» Instructions to follow
Transcribe the listing that follows in full, omitting pictures.

» Listed entries
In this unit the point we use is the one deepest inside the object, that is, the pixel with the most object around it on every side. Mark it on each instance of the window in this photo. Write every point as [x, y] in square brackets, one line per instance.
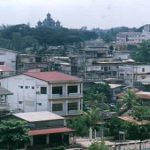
[40, 104]
[20, 102]
[73, 106]
[21, 86]
[57, 107]
[43, 90]
[143, 69]
[72, 89]
[57, 90]
[1, 63]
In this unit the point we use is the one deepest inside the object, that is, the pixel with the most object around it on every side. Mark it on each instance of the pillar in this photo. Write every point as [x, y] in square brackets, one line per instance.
[47, 139]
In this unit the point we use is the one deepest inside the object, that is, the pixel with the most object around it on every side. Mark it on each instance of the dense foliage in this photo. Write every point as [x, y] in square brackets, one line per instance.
[132, 131]
[98, 146]
[19, 37]
[96, 94]
[13, 134]
[83, 123]
[142, 52]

» Exercise output
In this unit the point we use is the one deepest inside the object, that is, the pixel with the most object around it on every side. Mark it on each instance of the window in this photo. Write every point as [x, y] in square brackets, one line per instance.
[40, 104]
[20, 102]
[73, 106]
[21, 86]
[57, 107]
[43, 90]
[143, 69]
[72, 89]
[57, 90]
[1, 63]
In this unit the point we use is the one deepest inside the object, that is, the pixel with the most object around it on every side. Mark it on each instance of the pillar in this photo. Write every point as [x, y] in square brackets, one line per instance.
[47, 139]
In this unit the point we use is the one deepest inside the object, that is, the pixel with the most object around it on every side. Mark it on each instance of the dense foliage in this photo. Write every point as [x, y] in square brackets, one line per instance.
[132, 131]
[98, 146]
[19, 37]
[96, 94]
[13, 134]
[83, 123]
[142, 52]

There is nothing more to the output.